* WHAT THE EXERCISE ASKS: The lines to extract begin at the line that contains "the leaf stem" and run through the last line of the listing; reproduce them exactly, minus any pictures.
--- Start ---
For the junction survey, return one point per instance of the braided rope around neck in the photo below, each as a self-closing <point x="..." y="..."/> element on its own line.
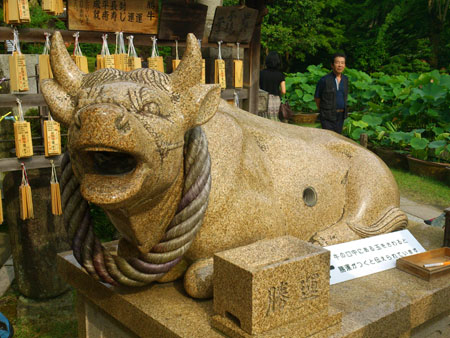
<point x="138" y="271"/>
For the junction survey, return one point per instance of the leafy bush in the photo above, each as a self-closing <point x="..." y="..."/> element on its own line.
<point x="408" y="112"/>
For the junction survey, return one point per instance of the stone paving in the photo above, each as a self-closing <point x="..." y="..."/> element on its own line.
<point x="415" y="211"/>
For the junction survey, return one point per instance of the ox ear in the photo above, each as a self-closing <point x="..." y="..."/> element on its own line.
<point x="59" y="101"/>
<point x="206" y="101"/>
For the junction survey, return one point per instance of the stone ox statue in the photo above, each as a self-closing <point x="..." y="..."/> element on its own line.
<point x="178" y="192"/>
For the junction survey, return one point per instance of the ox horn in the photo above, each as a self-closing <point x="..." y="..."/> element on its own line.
<point x="66" y="72"/>
<point x="189" y="71"/>
<point x="59" y="93"/>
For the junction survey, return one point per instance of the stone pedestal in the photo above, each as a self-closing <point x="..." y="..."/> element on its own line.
<point x="391" y="303"/>
<point x="270" y="283"/>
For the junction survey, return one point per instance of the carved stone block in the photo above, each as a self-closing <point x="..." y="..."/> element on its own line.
<point x="271" y="282"/>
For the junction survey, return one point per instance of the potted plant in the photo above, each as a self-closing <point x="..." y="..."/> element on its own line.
<point x="430" y="158"/>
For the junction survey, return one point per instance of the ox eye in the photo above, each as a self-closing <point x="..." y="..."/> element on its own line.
<point x="151" y="108"/>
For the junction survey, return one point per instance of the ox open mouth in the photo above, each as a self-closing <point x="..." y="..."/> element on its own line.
<point x="111" y="163"/>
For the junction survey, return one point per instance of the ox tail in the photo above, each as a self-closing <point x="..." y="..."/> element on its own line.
<point x="393" y="219"/>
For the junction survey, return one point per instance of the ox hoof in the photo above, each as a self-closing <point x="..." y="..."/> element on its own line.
<point x="198" y="279"/>
<point x="335" y="234"/>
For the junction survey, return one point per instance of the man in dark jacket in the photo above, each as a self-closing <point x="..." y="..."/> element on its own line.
<point x="331" y="96"/>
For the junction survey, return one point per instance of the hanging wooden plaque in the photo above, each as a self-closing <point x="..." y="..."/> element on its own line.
<point x="22" y="138"/>
<point x="219" y="73"/>
<point x="131" y="16"/>
<point x="52" y="138"/>
<point x="203" y="71"/>
<point x="156" y="63"/>
<point x="238" y="73"/>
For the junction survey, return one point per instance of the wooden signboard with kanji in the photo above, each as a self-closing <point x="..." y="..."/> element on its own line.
<point x="233" y="24"/>
<point x="131" y="16"/>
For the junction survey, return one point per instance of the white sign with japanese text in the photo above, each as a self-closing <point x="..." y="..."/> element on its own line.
<point x="366" y="256"/>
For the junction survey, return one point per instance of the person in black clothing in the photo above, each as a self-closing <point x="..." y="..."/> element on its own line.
<point x="331" y="96"/>
<point x="272" y="81"/>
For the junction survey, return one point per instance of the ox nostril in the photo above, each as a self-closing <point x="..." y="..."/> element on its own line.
<point x="122" y="123"/>
<point x="77" y="120"/>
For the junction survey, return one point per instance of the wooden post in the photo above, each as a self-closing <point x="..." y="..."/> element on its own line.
<point x="447" y="228"/>
<point x="253" y="54"/>
<point x="363" y="140"/>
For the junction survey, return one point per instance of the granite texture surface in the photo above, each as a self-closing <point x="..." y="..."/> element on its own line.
<point x="387" y="304"/>
<point x="271" y="282"/>
<point x="268" y="179"/>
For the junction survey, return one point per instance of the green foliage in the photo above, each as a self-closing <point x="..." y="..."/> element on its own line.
<point x="422" y="189"/>
<point x="409" y="112"/>
<point x="296" y="28"/>
<point x="300" y="88"/>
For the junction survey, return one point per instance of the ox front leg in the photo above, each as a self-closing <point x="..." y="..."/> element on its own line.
<point x="371" y="202"/>
<point x="198" y="279"/>
<point x="336" y="233"/>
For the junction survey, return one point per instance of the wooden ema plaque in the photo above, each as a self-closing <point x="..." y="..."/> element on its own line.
<point x="233" y="24"/>
<point x="45" y="70"/>
<point x="131" y="16"/>
<point x="238" y="73"/>
<point x="22" y="138"/>
<point x="156" y="63"/>
<point x="18" y="72"/>
<point x="52" y="138"/>
<point x="175" y="64"/>
<point x="177" y="20"/>
<point x="203" y="71"/>
<point x="219" y="73"/>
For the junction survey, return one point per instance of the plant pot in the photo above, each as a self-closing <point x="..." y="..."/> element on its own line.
<point x="305" y="118"/>
<point x="438" y="171"/>
<point x="392" y="158"/>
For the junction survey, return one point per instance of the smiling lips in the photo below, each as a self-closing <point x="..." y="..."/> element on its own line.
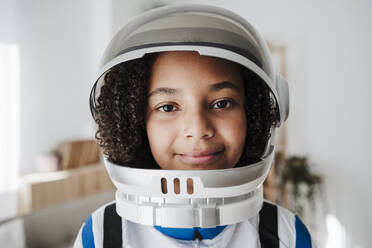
<point x="202" y="157"/>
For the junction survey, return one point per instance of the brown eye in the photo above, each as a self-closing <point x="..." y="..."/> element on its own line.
<point x="167" y="108"/>
<point x="222" y="104"/>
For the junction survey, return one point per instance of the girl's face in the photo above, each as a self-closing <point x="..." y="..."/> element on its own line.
<point x="195" y="117"/>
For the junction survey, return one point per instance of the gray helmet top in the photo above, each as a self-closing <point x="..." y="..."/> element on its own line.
<point x="210" y="30"/>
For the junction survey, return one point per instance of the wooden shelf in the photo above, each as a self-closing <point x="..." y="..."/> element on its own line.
<point x="40" y="190"/>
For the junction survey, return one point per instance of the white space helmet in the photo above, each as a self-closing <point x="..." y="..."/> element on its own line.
<point x="219" y="197"/>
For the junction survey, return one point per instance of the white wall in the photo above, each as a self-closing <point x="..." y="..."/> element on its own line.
<point x="329" y="72"/>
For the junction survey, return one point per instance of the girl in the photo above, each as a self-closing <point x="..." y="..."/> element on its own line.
<point x="187" y="103"/>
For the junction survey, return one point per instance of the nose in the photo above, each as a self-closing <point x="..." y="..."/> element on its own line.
<point x="197" y="125"/>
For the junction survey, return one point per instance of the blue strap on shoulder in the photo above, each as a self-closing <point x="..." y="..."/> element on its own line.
<point x="87" y="234"/>
<point x="303" y="239"/>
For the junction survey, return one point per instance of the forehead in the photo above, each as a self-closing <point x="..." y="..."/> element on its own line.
<point x="182" y="68"/>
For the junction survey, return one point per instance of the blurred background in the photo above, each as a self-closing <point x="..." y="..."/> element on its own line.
<point x="49" y="52"/>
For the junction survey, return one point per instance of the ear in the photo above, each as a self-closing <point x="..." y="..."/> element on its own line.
<point x="282" y="89"/>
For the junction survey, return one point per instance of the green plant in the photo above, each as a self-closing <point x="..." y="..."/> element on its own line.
<point x="296" y="171"/>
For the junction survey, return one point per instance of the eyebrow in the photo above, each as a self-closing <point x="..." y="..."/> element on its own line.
<point x="213" y="88"/>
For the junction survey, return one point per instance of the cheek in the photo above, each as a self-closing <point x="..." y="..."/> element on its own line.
<point x="159" y="136"/>
<point x="234" y="131"/>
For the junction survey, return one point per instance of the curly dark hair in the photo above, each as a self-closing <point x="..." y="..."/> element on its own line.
<point x="121" y="106"/>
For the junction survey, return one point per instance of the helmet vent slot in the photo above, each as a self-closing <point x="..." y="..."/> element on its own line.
<point x="190" y="186"/>
<point x="176" y="183"/>
<point x="164" y="188"/>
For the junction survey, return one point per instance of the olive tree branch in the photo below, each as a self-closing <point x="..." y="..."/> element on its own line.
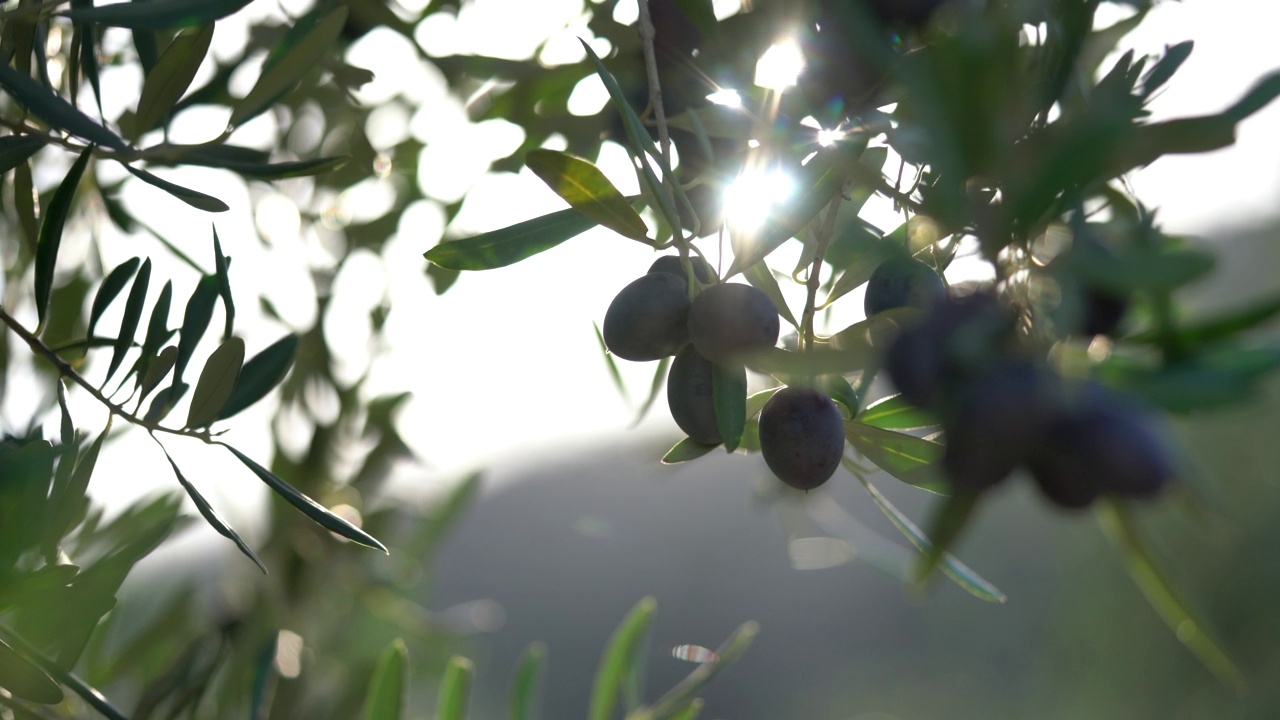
<point x="65" y="370"/>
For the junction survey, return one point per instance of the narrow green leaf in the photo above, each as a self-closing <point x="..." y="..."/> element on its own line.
<point x="585" y="187"/>
<point x="158" y="331"/>
<point x="762" y="278"/>
<point x="196" y="199"/>
<point x="659" y="377"/>
<point x="55" y="110"/>
<point x="728" y="396"/>
<point x="686" y="450"/>
<point x="195" y="322"/>
<point x="132" y="314"/>
<point x="455" y="695"/>
<point x="945" y="528"/>
<point x="24" y="680"/>
<point x="16" y="149"/>
<point x="211" y="515"/>
<point x="261" y="374"/>
<point x="512" y="244"/>
<point x="677" y="698"/>
<point x="215" y="383"/>
<point x="51" y="229"/>
<point x="170" y="77"/>
<point x="156" y="14"/>
<point x="321" y="515"/>
<point x="110" y="287"/>
<point x="224" y="286"/>
<point x="638" y="139"/>
<point x="615" y="374"/>
<point x="908" y="458"/>
<point x="158" y="369"/>
<point x="960" y="573"/>
<point x="297" y="62"/>
<point x="895" y="413"/>
<point x="385" y="696"/>
<point x="524" y="689"/>
<point x="1120" y="528"/>
<point x="616" y="664"/>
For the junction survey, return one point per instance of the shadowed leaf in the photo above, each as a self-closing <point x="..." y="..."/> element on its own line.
<point x="321" y="515"/>
<point x="216" y="382"/>
<point x="51" y="229"/>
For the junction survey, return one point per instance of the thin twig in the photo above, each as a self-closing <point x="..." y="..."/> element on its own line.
<point x="64" y="369"/>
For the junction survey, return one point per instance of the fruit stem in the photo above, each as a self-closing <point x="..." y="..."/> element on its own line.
<point x="822" y="238"/>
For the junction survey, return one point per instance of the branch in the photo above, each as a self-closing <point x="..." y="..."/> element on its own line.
<point x="65" y="370"/>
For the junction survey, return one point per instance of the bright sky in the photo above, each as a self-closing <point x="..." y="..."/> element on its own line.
<point x="506" y="365"/>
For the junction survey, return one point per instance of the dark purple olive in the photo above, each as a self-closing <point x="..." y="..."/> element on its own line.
<point x="1000" y="423"/>
<point x="801" y="436"/>
<point x="1102" y="446"/>
<point x="689" y="395"/>
<point x="728" y="320"/>
<point x="903" y="282"/>
<point x="703" y="269"/>
<point x="648" y="319"/>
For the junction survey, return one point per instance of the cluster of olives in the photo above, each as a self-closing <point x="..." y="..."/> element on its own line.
<point x="800" y="428"/>
<point x="1002" y="410"/>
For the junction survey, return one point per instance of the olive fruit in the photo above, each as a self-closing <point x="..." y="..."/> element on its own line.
<point x="801" y="436"/>
<point x="648" y="319"/>
<point x="999" y="423"/>
<point x="703" y="269"/>
<point x="727" y="320"/>
<point x="903" y="282"/>
<point x="1101" y="446"/>
<point x="689" y="395"/>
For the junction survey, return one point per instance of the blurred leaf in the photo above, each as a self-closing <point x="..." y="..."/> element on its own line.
<point x="170" y="77"/>
<point x="895" y="413"/>
<point x="616" y="664"/>
<point x="512" y="244"/>
<point x="216" y="382"/>
<point x="762" y="278"/>
<point x="659" y="376"/>
<point x="1164" y="69"/>
<point x="158" y="14"/>
<point x="288" y="72"/>
<point x="211" y="515"/>
<point x="1118" y="524"/>
<point x="686" y="450"/>
<point x="728" y="395"/>
<point x="960" y="573"/>
<point x="224" y="286"/>
<point x="158" y="370"/>
<point x="529" y="670"/>
<point x="110" y="287"/>
<point x="945" y="528"/>
<point x="51" y="228"/>
<point x="24" y="680"/>
<point x="132" y="314"/>
<point x="585" y="187"/>
<point x="195" y="322"/>
<point x="908" y="458"/>
<point x="385" y="696"/>
<point x="16" y="149"/>
<point x="158" y="332"/>
<point x="55" y="110"/>
<point x="261" y="374"/>
<point x="196" y="199"/>
<point x="676" y="700"/>
<point x="615" y="374"/>
<point x="321" y="515"/>
<point x="455" y="689"/>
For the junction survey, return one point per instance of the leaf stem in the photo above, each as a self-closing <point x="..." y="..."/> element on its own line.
<point x="64" y="369"/>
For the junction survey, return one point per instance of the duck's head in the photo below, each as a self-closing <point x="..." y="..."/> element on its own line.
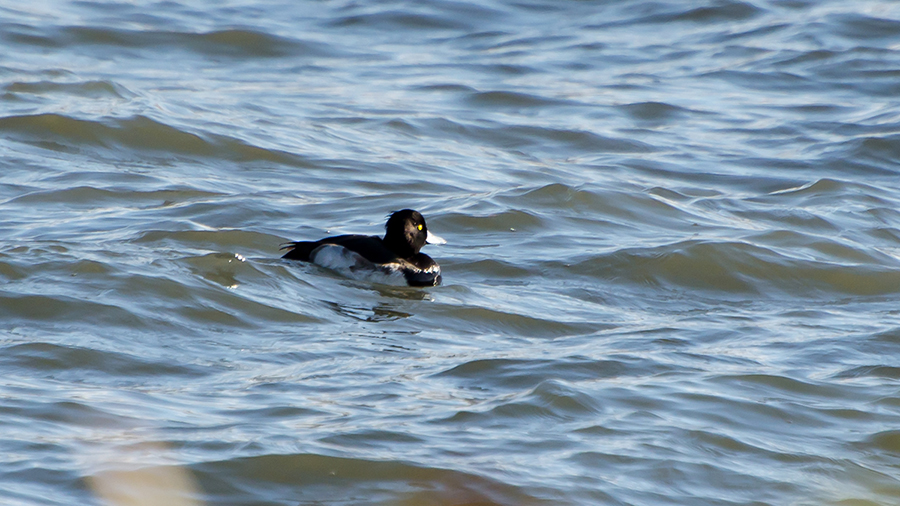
--- End ---
* WRITTEN ANSWER:
For the junction survey, return one point per instance of the leaf stem in the photo above, each as a self-closing <point x="..." y="..."/> element on its own line.
<point x="64" y="369"/>
For the junction survey, return one point per instance of the duck's head in the photo below, each as a self-closing <point x="..." y="..."/> element on its own line.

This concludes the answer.